• WHAT IS ASKED
a. In the passage on the statute of limitations, when did the cause of action accrue?
b. Reproduce word for word the part of the passage on the statute of limitations starting with "Before the act" and going on through "6 Wall. 514.".

>> begin PASSAGE

The cause of action accrued May 13, 1862, when the judgment sued on was recovered, and the case turns upon the question whether the action was commenced within ten years afterwards. As the facts relied on by the plaintiff to prevent the bar of the statute of limitations occurred in May, 1872, the question is not affected by the Act of Congress of June 1, 1872, c. 255, § 5, requiring the practice, pleadings, and forms and modes of proceeding in actions at law in the circuit and district courts of the United States to conform as near as may be, to those of the courts of record of the state. 17 Stat. 197; Rev.Stat. § 914.
Before the act of 1872, the form of mesne process and the forms and modes of proceeding in actions at law in the courts of the United States in Wisconsin were such as were used in the highest court of original jurisdiction of the state at the time of its admission into the union in 1848. Acts May 19, 1828, c. 68, 4 Stat. 278; Aug. 6, 1846, c. 89, § 4, and
May 29, 1848, c. 50, 9 Stat. 57, 233; United States v. Council, 6 Wall. 514.

>> end PASSAGE
>> begin SUPPLIED ENTRIES

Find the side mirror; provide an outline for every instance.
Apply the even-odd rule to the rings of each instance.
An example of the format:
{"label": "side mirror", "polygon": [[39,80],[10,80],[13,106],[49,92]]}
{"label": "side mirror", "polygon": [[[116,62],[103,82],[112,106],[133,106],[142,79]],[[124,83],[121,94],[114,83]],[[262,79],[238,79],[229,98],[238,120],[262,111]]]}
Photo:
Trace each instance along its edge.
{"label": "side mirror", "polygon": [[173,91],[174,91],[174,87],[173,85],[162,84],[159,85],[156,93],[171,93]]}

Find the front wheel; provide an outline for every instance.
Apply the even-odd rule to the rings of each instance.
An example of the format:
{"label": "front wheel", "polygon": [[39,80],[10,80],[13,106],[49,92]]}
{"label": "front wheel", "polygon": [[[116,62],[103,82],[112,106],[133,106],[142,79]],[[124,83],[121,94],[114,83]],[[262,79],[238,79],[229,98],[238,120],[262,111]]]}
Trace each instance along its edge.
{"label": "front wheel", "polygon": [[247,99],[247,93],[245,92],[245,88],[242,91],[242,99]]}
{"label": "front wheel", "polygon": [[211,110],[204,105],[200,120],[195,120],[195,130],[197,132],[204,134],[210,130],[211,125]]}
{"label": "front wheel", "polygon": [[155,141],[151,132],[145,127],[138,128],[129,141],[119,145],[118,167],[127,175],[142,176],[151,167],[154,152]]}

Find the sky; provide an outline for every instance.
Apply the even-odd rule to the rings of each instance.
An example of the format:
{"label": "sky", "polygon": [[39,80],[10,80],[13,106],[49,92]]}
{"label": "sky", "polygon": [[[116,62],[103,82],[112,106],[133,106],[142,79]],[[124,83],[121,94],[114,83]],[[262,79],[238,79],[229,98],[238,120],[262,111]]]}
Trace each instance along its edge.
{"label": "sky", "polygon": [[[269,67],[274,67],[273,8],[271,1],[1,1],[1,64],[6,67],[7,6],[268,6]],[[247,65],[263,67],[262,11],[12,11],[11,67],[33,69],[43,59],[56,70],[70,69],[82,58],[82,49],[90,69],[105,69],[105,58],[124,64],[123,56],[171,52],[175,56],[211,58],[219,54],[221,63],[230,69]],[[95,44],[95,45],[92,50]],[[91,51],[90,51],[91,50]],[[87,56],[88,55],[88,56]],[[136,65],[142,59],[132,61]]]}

>> end SUPPLIED ENTRIES

• WRITTEN RESPONSES
a. May 13, 1862, when the judgment sued on was recovered.

b.
Before the act of 1872, the form of mesne process and the forms and modes of proceeding in actions at law in the courts of the United States in Wisconsin were such as were used in the highest court of original jurisdiction of the state at the time of its admission into the union in 1848. Acts May 19, 1828, c. 68, 4 Stat. 278; Aug. 6, 1846, c. 89, § 4, and
May 29, 1848, c. 50, 9 Stat. 57, 233; United States v. Council, 6 Wall. 514.